## Text segment
+===+
Intel said it would team up with Arm to make it easier for mutual customers to use Intel’s foundry services to fabricate Arm-based mobile processors and other chips.

The companies announced a long-term agreement that will make sure Arm’s CPU cores and other IP are compatible with Intel’s 18A node—the most advanced process technology on its roadmap due to launch in 2025.

They said the focus at first is on optimizing mobile systems-on-chip (SoCs), where Arm’s CPU cores are essential building blocks. But, according to a statement, the companies also are open to optimizing chip designs for automotive, IoT, data centers, aerospace, and other areas.

The deal is the latest step in CEO Pat Gelsinger’s plan to restore Intel’s leadership in manufacturing high-end logic chips. Under his “IDM 2.0” strategy, he’s trying to take back the crown it lost to TSMC and other rivals after years of missteps by Intel management. If it can execute the strategy, this will help Intel roll out products that are more competitive with the likes of AMD, NVIDIA, and even Apple.

One of the keys to the recovery plan involves building a contract chipmaking business, opening up its process technologies to rivals—more specifically suppliers of mobile chips. Intel launched the independent unit, dubbed Intel Foundry Service (IFS), in mid-2021.
+===+
## Data rows
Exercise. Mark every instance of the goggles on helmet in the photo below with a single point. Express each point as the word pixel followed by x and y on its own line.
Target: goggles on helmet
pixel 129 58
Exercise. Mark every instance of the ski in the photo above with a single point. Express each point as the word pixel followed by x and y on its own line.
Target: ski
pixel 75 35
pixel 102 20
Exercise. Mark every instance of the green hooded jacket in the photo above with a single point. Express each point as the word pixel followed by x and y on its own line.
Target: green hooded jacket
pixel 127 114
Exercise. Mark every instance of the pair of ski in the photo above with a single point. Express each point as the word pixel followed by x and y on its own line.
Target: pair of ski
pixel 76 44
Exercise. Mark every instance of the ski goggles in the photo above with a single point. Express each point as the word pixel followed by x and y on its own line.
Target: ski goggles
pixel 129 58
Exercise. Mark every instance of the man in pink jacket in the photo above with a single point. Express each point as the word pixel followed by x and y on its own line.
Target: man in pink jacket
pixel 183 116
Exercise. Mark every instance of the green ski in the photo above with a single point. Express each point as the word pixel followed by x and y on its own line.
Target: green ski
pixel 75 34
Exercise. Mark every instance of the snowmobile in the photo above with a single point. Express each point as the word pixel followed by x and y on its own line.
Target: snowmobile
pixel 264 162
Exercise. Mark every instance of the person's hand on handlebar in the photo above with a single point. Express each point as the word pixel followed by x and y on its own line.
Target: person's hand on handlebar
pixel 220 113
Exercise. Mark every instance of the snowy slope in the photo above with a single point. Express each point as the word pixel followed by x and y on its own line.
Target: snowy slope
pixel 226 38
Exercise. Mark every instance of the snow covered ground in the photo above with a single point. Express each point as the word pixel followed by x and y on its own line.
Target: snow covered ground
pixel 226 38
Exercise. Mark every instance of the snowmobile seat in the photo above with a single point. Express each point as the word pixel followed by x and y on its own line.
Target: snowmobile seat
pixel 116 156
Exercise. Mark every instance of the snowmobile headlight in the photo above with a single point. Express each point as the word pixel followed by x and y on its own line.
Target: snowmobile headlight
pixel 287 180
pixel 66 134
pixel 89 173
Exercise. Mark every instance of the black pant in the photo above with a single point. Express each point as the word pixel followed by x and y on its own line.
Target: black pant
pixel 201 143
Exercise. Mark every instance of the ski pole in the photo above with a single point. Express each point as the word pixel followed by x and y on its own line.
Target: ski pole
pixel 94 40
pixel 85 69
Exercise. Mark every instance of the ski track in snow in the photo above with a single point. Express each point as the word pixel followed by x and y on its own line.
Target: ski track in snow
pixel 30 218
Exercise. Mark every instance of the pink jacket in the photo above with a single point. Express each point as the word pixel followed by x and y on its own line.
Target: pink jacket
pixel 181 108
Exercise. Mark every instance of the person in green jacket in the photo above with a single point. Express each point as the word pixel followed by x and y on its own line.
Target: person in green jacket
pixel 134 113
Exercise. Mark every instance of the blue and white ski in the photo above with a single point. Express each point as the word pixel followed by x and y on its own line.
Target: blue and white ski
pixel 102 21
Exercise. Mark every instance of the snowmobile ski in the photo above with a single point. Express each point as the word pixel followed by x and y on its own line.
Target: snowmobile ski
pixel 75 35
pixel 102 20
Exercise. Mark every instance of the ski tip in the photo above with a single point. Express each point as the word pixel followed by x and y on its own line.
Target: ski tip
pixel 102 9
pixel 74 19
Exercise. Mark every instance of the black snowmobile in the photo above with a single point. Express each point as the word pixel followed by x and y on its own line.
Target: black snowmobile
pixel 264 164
+===+
Print the full text about the Intel and Arm foundry agreement word for word.

Intel said it would team up with Arm to make it easier for mutual customers to use Intel’s foundry services to fabricate Arm-based mobile processors and other chips.

The companies announced a long-term agreement that will make sure Arm’s CPU cores and other IP are compatible with Intel’s 18A node—the most advanced process technology on its roadmap due to launch in 2025.

They said the focus at first is on optimizing mobile systems-on-chip (SoCs), where Arm’s CPU cores are essential building blocks. But, according to a statement, the companies also are open to optimizing chip designs for automotive, IoT, data centers, aerospace, and other areas.

The deal is the latest step in CEO Pat Gelsinger’s plan to restore Intel’s leadership in manufacturing high-end logic chips. Under his “IDM 2.0” strategy, he’s trying to take back the crown it lost to TSMC and other rivals after years of missteps by Intel management. If it can execute the strategy, this will help Intel roll out products that are more competitive with the likes of AMD, NVIDIA, and even Apple.

One of the keys to the recovery plan involves building a contract chipmaking business, opening up its process technologies to rivals—more specifically suppliers of mobile chips. Intel launched the independent unit, dubbed Intel Foundry Service (IFS), in mid-2021.